---- Extracted material

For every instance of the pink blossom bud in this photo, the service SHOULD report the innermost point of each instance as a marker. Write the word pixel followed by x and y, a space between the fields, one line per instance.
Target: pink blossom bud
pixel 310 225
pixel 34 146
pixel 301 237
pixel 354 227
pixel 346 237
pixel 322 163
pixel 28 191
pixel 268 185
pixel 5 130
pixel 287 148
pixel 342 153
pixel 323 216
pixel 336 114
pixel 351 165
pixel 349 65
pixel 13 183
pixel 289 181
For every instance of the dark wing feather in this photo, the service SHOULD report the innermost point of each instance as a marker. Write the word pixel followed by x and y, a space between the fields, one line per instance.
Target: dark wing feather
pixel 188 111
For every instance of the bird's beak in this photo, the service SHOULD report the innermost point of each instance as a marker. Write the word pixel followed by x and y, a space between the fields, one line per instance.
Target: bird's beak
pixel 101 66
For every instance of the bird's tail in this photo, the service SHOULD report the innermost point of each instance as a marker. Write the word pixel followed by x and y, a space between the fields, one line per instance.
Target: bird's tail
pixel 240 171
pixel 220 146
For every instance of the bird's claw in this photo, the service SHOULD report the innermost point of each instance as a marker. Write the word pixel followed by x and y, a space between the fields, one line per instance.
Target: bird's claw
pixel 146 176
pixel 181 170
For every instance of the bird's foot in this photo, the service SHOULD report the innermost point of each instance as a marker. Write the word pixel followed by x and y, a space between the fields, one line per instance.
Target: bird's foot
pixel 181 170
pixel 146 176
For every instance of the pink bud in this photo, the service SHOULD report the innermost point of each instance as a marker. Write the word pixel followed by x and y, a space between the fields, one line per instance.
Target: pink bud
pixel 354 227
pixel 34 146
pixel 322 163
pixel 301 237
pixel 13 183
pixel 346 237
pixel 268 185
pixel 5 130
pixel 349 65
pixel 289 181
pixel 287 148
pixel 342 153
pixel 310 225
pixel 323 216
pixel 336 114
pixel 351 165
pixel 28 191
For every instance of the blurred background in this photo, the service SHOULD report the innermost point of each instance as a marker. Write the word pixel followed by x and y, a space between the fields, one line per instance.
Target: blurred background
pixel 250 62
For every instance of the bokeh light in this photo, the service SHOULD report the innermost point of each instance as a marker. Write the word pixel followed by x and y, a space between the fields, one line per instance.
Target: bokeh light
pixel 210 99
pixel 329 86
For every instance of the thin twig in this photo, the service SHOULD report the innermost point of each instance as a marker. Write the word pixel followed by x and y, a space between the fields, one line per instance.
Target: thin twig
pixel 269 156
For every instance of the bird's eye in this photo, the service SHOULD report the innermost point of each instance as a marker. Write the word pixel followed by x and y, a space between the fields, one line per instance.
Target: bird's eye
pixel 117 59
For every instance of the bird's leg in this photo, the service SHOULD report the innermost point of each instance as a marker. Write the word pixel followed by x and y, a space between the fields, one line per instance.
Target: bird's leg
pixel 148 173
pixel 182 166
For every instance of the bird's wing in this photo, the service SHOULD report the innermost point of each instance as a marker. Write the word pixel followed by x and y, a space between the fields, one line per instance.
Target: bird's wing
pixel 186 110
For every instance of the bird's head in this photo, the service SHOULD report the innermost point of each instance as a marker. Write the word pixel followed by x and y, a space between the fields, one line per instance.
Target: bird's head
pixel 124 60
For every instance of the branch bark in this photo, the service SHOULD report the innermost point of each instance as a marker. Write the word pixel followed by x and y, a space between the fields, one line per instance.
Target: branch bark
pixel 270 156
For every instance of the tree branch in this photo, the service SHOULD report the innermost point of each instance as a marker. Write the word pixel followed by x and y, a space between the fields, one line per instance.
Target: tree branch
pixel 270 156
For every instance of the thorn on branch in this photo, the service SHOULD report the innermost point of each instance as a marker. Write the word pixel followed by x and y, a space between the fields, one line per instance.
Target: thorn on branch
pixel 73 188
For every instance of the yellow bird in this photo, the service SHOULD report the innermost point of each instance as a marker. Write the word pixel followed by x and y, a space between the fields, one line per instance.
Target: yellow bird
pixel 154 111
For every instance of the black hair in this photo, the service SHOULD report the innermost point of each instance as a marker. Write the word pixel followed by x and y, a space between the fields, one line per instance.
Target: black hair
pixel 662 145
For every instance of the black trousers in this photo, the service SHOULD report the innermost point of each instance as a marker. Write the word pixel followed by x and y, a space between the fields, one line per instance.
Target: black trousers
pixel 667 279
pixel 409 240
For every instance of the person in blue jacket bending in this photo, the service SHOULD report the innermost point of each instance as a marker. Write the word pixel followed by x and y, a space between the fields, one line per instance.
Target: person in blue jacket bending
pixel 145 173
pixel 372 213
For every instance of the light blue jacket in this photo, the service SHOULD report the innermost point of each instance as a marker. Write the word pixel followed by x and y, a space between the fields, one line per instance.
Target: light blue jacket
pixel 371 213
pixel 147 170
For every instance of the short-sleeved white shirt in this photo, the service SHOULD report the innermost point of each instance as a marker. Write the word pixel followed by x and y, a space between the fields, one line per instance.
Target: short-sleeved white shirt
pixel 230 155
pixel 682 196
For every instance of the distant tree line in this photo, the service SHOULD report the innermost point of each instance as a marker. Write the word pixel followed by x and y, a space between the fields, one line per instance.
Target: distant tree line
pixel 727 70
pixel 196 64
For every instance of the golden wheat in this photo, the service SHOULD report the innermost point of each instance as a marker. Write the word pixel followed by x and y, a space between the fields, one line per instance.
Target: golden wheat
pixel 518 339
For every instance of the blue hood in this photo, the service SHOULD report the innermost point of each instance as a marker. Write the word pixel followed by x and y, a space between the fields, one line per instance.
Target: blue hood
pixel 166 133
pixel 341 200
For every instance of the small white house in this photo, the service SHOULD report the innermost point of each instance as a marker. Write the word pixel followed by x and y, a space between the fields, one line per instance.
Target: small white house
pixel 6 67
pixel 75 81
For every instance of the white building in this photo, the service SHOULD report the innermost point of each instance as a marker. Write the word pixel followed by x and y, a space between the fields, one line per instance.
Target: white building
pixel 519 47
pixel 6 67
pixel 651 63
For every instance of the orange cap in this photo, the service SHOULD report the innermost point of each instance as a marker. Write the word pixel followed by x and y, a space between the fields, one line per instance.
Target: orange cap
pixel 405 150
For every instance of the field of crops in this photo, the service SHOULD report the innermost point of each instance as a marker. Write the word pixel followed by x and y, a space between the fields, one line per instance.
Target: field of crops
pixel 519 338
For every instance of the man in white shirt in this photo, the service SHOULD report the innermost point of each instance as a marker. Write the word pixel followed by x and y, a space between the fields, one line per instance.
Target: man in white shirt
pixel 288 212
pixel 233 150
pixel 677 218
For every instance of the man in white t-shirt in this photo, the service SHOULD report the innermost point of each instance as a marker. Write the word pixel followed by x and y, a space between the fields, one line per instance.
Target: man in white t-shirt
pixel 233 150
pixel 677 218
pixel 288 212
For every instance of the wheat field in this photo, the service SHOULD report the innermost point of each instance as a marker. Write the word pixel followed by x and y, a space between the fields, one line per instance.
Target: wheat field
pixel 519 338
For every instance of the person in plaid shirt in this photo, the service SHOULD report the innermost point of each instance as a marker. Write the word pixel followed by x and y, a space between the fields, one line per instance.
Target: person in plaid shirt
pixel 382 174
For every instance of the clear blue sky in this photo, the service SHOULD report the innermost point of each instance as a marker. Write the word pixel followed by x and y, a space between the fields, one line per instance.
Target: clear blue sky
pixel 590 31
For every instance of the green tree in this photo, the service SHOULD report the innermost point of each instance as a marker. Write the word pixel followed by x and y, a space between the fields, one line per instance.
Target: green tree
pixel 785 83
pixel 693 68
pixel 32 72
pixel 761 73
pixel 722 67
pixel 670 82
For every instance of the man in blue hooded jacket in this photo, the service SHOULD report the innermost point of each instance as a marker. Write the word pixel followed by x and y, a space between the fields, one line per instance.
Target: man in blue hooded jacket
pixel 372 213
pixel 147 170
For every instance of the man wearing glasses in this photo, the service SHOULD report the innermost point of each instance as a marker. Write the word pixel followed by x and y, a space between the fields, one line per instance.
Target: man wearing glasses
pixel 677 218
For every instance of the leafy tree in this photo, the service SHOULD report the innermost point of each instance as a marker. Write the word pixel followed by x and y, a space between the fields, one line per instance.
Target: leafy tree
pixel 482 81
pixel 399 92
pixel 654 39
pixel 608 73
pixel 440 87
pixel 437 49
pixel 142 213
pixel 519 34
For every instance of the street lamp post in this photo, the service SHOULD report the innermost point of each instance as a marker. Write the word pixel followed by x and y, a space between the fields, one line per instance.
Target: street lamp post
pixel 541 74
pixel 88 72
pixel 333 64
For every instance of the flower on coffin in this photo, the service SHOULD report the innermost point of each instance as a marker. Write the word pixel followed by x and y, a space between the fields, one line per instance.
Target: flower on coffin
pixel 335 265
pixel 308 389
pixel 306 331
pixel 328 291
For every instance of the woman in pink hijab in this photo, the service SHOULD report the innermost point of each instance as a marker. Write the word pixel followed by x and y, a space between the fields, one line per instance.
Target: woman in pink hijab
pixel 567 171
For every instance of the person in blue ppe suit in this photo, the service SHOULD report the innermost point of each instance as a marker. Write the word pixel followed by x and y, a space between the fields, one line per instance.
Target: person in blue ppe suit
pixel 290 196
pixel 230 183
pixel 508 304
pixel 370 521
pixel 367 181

--------

Task details
Look above for the line that contains "Target: bird's head". Starting there, transcribe every line exactly until you have copied the line that contains "For every instance of the branch".

Exercise response
Target: bird's head
pixel 124 60
For every instance of the branch bark in this photo, the service SHOULD report the innermost point of each instance as a marker. Write the word pixel followed by x and y, a space between the fields, one line per instance.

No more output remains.